• _TASK INPUTS_
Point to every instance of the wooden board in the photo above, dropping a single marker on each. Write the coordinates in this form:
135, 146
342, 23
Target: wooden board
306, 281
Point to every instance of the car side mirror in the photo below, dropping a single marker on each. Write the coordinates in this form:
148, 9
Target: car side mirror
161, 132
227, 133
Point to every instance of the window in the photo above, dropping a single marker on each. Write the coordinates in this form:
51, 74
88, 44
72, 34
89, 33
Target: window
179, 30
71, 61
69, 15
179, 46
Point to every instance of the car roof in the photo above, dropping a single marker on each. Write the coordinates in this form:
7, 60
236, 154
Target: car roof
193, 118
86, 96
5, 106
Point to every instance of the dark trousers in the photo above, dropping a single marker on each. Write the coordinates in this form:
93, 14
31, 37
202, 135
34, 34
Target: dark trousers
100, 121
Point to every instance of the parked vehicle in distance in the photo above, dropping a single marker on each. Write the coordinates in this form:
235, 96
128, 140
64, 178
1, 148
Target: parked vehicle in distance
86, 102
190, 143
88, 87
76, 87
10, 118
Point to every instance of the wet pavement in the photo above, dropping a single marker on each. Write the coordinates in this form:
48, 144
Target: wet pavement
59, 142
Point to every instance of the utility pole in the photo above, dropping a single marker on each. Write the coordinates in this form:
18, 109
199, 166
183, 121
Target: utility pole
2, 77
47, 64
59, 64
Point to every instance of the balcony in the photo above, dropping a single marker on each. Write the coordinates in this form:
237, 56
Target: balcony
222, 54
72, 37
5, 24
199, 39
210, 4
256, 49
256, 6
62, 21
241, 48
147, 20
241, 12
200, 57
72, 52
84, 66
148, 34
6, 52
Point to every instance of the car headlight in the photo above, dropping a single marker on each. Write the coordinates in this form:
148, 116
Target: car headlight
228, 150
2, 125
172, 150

• _INSTRUCTIONS FOR THE TASK_
Set down all of the records shown above once more, exactly.

• _SOLUTION TO THE EXERCISE_
Point to every instance of the wooden board in the photo above, dropping a single marker on each. Write the coordinates in this form:
135, 146
342, 23
Target: wooden board
306, 281
Point to every instance of the car side mirror in the photo below, dropping a single marker on each. Write the coordinates in this form:
148, 9
Target: car side mirror
161, 132
227, 133
Point to every instance of the window in the photo above, dropping a single marker on each. Write the coordinates in this form:
51, 74
88, 44
72, 34
89, 33
Target: window
179, 30
71, 61
69, 15
179, 46
Point to every instance of the car roof in the photo above, dropping a single marker on each. Write the coordinates in this form:
7, 60
236, 154
Target: car roof
193, 118
86, 96
5, 106
Point to every instance of the dark trousers in the photo above, dropping a single marker on each. Write the coordinates in this form:
93, 14
31, 37
202, 135
34, 34
Target: dark trousers
100, 121
Point to every instance of the parked vehicle in distance in the photo above, dropping a single marker on each. Write the coordinates in this form:
235, 96
128, 140
64, 178
1, 148
Target: parked vehicle in distance
86, 102
190, 143
88, 87
76, 87
10, 118
Point to every instance of the wet pavement in the photo above, dropping a single marker on each. Write the coordinates in this form:
48, 144
Target: wet pavement
59, 142
Point to every instance of the utility pole in the photo above, dropping a single marker on each. Write the coordinates in this form:
18, 109
199, 166
183, 121
Target: utility pole
2, 77
47, 64
59, 64
Point to every instance of the balcony in the photo above, dropping a single marker on each. Write the coordinates in this form:
237, 56
Target: balcony
222, 54
72, 37
5, 24
199, 39
210, 4
256, 49
256, 6
62, 21
241, 48
147, 20
241, 12
200, 57
72, 52
84, 66
148, 34
6, 52
Point to every instance of the car headlight in the photo above, dropping a single marker on each. Write the coordinates in this form:
148, 116
Target: car headlight
228, 150
2, 125
172, 150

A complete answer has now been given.